*Data shown*:
>> start

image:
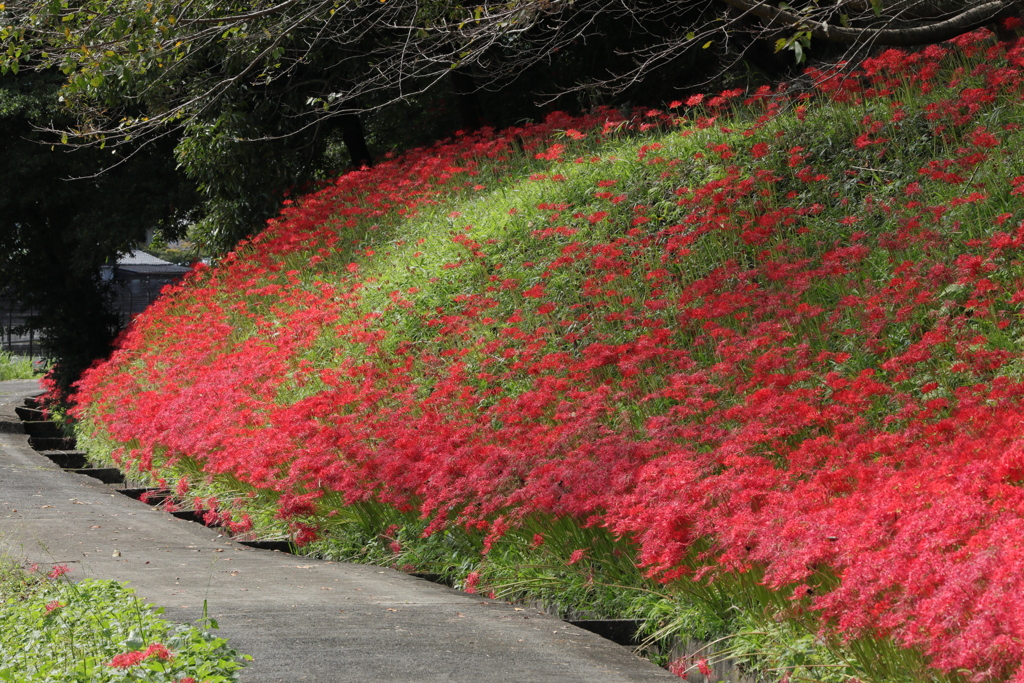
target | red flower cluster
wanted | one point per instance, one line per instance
(135, 657)
(835, 400)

>> end

*Directive*:
Copy every line of the data above verbatim, leaving out the pictures.

*Expected output*:
image:
target | red flower cluster
wanted | one point per instance, one line per instance
(135, 657)
(835, 400)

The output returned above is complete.